### 所用数据
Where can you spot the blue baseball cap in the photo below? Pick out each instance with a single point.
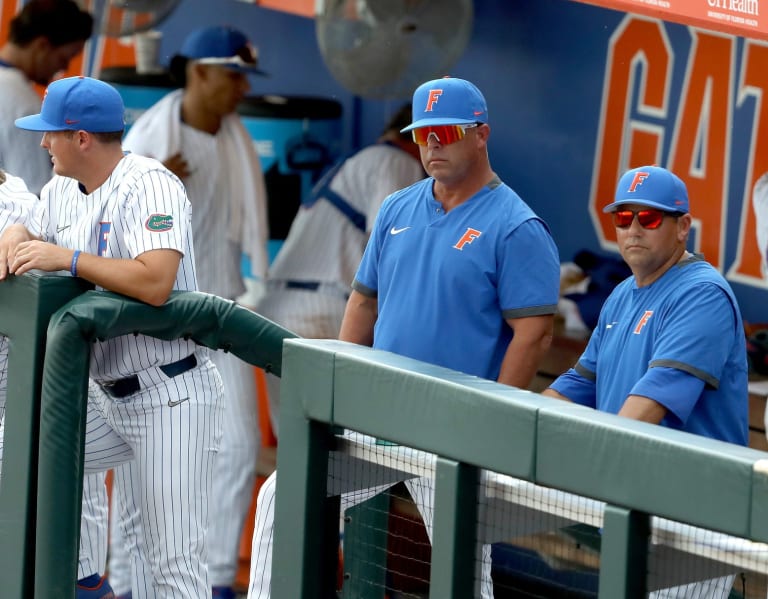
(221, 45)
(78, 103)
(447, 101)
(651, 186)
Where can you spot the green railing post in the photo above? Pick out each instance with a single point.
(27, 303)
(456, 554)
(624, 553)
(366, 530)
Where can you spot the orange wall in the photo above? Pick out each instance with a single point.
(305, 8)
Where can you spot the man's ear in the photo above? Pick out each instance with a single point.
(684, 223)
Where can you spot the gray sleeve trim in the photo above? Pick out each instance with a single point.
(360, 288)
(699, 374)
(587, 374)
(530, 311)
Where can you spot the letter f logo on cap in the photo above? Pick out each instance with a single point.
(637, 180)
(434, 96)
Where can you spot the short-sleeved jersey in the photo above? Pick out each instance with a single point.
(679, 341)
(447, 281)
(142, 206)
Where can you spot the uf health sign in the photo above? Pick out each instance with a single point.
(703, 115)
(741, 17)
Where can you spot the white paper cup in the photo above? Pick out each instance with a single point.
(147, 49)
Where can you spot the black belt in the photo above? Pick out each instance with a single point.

### 任务要求
将上方全部数据逐行转换为编号列表，略去空行，答案中不要包含图片。

### 任务结果
1. Where can you spot the blue baseball cap in the photo below? Pick out each instance with a single point.
2. (221, 45)
3. (78, 103)
4. (447, 101)
5. (651, 186)
6. Where can you spot the green railing post in the photo above? Pick out each instance with a single point.
7. (27, 303)
8. (456, 554)
9. (624, 553)
10. (366, 530)
11. Where can you spot the orange wall in the photo above? Pick out each instance with a single point.
12. (305, 8)
13. Where can you spot the man's ear in the photo above? Pick out each instance with a single point.
14. (684, 223)
15. Where can you spot the gray sleeve trim in the photo above? Pick out each instance with a single point.
16. (360, 288)
17. (699, 374)
18. (587, 374)
19. (530, 311)
20. Where can you spot the letter f logo on cap in the photo above? Pick out each instance with a single point.
21. (637, 180)
22. (434, 96)
23. Where can you spot the short-sleeved jersey in the photo above? Pick out each instance with a single point.
24. (679, 341)
25. (447, 281)
26. (142, 206)
27. Where can you spot the uf health sign in the photo above? Pick out each instance with a single point.
28. (703, 115)
29. (741, 17)
30. Where can you spot the white paper cup in the photo above? Pick out each instance with a single point.
31. (147, 49)
32. Where can you spot the black belt in the photo above? Pick out each instance with a single point.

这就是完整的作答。